*Text shown:*
- - - - -

Nephilim after the Flood?

Presumably, the Nephilim all drowned in the flood, though some folks note two hints of their resurgence. First, Genesis 6:4 mentions that “The Nephilim were on the earth in those days—and also afterwards…” After what? Possibly the flood? But if they all drowned in the flood, does this mean they Watchers had a second go at impregnating human women?

Second, we have the report of the spies from Numbers, which seems to tie the Nephilim to the Anakim, a race of giants descended from Anak. However, a close reading of that story narrates the exaggerated perceptions and faithless fears of the spies, rather than a literal claim that the Nephilim survived the flood.

While these passages seem to leave some wiggle room for locating the Nephilim post-flood, both of Peter’s epistles may cut off that possibility:

1 Peter 3:

  • 18 [Jesus Christ] was put to death in the flesh, but made alive in the spirit, 19 in which also he went and made a proclamation to the spirits in prison, 20 who in former times did not obey, when God waited patiently in the days of Noah, during the building of the ark, in which a few, that is, eight people, were saved through water.

- - - - -

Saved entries
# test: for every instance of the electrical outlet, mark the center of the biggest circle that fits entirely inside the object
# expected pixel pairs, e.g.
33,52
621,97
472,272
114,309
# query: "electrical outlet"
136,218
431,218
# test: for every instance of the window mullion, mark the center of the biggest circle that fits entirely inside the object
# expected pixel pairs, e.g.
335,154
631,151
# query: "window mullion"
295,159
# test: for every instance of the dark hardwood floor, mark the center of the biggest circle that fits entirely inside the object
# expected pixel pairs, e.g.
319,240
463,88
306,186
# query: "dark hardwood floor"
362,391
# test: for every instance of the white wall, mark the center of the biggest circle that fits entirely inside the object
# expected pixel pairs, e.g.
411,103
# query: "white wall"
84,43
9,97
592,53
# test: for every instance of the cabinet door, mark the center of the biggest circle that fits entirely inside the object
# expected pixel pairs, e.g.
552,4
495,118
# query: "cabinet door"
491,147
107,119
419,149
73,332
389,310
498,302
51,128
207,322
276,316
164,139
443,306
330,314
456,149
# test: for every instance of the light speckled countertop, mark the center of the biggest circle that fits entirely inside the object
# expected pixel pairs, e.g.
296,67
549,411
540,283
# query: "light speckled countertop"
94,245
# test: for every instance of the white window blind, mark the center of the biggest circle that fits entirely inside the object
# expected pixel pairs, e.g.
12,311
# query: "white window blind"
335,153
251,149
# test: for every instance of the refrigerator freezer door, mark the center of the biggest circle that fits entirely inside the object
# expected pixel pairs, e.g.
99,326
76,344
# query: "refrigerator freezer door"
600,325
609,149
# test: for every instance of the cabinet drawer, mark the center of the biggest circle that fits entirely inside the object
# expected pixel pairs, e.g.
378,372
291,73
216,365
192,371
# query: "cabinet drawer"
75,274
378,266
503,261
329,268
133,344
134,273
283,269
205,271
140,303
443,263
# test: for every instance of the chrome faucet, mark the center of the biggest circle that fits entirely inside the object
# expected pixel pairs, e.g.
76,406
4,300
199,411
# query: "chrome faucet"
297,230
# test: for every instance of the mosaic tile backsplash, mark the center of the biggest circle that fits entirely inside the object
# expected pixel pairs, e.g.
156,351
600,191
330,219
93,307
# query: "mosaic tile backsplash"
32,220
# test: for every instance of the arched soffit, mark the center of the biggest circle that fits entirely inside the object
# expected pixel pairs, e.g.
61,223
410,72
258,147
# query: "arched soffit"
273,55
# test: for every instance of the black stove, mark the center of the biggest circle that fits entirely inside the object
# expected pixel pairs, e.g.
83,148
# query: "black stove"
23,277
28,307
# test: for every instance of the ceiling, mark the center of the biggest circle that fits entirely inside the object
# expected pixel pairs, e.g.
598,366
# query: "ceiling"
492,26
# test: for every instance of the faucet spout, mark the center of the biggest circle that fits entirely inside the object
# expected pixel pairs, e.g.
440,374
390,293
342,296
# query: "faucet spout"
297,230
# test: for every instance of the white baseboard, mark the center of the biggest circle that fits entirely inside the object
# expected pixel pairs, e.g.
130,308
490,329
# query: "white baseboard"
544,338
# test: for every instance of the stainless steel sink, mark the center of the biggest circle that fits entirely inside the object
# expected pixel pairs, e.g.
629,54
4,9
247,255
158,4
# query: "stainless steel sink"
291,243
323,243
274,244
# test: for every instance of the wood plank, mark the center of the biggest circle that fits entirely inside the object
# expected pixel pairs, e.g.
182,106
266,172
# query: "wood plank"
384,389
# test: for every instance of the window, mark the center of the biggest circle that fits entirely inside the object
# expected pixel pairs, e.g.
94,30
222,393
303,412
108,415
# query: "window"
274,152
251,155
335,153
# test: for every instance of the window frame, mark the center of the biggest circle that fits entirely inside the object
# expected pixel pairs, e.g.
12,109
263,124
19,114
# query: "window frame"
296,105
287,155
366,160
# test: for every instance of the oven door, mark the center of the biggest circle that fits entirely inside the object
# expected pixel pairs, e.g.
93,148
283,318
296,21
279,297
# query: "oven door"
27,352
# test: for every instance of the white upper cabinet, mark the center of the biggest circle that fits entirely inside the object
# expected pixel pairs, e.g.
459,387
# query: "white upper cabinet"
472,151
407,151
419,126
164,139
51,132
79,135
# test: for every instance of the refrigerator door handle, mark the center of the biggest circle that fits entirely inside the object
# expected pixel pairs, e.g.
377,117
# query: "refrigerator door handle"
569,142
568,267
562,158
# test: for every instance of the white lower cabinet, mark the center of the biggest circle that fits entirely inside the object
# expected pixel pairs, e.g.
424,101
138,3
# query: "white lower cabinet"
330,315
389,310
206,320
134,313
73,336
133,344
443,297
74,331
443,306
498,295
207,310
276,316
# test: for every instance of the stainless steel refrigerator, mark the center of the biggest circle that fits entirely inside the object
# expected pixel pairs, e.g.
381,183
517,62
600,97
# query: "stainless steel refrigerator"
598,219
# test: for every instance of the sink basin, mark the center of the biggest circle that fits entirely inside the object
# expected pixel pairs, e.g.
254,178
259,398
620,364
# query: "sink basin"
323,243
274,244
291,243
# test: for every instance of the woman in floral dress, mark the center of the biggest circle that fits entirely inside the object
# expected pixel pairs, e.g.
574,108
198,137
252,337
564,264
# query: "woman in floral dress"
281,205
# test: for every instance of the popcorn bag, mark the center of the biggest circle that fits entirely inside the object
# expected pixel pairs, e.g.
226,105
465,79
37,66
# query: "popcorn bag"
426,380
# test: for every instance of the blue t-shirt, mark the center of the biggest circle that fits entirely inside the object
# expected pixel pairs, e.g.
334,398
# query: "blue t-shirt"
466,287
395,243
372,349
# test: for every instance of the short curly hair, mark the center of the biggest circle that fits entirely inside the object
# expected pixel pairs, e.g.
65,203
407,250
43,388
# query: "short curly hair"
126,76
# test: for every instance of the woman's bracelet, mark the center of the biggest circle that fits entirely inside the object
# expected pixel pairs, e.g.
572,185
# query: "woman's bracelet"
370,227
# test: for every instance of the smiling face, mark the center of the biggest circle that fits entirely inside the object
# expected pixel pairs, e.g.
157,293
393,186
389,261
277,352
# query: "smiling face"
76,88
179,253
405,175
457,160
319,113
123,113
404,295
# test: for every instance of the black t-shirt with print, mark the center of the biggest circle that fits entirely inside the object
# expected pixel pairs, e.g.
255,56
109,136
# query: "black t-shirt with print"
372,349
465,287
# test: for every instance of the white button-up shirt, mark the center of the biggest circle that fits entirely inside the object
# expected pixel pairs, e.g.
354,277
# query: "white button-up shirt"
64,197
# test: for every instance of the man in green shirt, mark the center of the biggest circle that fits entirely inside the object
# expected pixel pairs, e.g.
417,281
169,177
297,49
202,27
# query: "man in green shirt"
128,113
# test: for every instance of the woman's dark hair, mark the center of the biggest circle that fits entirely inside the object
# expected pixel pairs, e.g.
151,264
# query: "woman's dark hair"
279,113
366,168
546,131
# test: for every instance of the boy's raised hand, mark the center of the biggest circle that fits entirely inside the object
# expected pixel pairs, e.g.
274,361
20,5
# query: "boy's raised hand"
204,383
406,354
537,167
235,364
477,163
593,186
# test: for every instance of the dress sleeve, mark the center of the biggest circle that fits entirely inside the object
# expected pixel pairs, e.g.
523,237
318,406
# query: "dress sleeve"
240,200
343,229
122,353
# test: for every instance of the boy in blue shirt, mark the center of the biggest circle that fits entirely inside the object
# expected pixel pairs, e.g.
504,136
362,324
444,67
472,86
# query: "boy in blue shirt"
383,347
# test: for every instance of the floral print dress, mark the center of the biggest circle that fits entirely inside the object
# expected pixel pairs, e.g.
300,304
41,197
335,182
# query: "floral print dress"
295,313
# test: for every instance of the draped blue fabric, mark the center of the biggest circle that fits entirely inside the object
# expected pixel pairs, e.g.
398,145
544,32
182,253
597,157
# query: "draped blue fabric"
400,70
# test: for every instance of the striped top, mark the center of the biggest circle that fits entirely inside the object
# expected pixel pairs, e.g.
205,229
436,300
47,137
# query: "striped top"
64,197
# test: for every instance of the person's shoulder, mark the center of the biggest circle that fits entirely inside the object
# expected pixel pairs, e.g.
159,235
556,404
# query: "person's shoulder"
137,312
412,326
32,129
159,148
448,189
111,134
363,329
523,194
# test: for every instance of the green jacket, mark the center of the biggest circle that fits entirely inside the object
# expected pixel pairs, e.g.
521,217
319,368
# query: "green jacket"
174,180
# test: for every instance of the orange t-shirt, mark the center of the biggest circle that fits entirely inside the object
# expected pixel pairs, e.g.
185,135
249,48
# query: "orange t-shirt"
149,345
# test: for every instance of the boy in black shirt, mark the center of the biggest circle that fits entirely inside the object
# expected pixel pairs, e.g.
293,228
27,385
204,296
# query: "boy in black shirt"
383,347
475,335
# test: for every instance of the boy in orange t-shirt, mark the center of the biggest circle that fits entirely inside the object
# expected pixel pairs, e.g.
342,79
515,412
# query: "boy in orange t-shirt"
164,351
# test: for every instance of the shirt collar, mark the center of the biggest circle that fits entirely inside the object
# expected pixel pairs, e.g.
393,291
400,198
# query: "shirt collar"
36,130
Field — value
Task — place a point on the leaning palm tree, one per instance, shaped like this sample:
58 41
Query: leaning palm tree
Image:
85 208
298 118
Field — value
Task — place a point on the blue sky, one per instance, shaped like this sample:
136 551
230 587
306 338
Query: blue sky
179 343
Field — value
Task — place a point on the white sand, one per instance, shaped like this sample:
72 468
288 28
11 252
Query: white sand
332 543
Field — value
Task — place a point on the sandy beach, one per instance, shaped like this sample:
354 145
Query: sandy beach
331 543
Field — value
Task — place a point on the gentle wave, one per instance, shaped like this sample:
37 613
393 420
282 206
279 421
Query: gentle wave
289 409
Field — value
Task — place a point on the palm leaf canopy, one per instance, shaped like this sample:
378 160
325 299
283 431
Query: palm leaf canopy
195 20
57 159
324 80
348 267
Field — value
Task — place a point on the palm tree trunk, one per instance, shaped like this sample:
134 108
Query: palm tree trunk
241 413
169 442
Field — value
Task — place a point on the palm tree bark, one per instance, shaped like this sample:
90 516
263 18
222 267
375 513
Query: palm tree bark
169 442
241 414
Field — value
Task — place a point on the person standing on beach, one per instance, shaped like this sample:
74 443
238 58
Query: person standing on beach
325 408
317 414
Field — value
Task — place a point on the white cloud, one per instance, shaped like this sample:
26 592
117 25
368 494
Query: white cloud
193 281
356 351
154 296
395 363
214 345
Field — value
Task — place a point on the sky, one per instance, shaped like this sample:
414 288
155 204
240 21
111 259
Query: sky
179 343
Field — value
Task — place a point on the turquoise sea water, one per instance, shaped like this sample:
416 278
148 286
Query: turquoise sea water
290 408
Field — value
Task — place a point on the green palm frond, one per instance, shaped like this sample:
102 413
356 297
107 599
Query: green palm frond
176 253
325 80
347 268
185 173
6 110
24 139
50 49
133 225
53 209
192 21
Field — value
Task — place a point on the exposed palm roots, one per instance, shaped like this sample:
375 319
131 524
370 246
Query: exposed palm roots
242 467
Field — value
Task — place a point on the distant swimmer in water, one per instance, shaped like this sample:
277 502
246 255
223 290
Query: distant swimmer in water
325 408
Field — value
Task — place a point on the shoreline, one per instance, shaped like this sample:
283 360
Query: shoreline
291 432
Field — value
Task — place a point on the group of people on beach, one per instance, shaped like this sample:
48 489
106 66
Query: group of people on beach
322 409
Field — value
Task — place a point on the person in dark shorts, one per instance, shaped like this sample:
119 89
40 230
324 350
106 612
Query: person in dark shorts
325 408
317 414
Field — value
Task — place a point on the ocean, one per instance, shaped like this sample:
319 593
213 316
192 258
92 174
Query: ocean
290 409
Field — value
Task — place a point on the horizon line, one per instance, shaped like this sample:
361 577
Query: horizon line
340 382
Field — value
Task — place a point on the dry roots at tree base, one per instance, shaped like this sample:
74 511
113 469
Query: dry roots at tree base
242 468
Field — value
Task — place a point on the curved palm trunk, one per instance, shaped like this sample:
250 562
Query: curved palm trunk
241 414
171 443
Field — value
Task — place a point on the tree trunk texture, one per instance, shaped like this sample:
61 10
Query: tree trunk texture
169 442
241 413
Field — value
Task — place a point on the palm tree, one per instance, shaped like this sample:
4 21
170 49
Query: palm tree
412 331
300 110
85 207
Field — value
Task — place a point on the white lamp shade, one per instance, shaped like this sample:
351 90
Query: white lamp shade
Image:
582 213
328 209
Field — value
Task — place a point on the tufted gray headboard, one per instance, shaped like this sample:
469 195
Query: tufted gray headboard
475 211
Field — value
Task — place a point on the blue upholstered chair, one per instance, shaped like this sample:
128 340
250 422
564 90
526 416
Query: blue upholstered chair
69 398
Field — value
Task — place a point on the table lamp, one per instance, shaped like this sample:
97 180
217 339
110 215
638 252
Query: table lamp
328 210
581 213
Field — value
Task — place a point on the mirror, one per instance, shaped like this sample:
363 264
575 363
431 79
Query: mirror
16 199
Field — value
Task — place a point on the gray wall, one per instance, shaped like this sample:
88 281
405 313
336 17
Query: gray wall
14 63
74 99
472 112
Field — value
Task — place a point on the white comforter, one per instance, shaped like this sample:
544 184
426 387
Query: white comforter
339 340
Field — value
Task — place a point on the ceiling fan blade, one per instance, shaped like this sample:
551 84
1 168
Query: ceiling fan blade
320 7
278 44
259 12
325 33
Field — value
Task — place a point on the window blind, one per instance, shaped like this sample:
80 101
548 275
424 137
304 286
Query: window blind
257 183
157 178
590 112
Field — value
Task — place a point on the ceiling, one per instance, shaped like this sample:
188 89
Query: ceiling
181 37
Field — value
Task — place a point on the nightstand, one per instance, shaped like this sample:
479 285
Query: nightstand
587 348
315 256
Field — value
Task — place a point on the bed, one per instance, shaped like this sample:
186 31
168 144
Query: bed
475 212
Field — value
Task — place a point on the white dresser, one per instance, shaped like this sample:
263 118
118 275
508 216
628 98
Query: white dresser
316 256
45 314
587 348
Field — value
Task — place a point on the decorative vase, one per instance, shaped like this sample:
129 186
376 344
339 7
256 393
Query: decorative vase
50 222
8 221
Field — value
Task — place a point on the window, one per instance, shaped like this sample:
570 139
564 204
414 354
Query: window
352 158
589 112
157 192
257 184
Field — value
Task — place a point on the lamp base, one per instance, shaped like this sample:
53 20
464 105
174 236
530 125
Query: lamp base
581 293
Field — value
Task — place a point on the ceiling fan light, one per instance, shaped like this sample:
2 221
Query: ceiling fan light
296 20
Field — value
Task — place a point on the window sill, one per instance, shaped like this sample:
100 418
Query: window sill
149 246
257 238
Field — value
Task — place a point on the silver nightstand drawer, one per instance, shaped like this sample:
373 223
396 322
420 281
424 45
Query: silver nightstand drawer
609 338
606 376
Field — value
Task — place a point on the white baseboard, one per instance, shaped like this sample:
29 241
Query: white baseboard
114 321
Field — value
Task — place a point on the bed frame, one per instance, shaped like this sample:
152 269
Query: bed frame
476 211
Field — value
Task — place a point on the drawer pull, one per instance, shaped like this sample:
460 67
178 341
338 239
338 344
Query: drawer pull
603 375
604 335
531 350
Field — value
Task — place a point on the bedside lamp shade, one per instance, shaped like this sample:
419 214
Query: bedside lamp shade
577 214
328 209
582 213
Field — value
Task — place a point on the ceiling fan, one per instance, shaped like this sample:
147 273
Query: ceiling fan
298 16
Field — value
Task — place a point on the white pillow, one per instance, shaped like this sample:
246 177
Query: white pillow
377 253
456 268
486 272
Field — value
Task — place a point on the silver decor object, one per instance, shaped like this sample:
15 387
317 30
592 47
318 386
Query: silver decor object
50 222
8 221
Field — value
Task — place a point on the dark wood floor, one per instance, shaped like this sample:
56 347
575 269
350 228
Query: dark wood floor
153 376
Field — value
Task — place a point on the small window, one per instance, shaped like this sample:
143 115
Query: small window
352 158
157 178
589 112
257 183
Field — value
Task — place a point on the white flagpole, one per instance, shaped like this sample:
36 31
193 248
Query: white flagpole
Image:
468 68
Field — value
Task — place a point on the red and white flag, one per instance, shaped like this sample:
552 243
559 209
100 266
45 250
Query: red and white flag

- - - - -

*Check your understanding:*
• A. In the Nephilim passage, who are the Anakim said to be descended from?
• B. Duplicate the stretch of the Nephilim passage from "Presumably, the Nephilim" through "impregnating human women?".
The saved entries have nothing to do with this.

*Written answers:*
• A. They are descended from Anak.

• B.
Presumably, the Nephilim all drowned in the flood, though some folks note two hints of their resurgence. First, Genesis 6:4 mentions that “The Nephilim were on the earth in those days—and also afterwards…” After what? Possibly the flood? But if they all drowned in the flood, does this mean they Watchers had a second go at impregnating human women?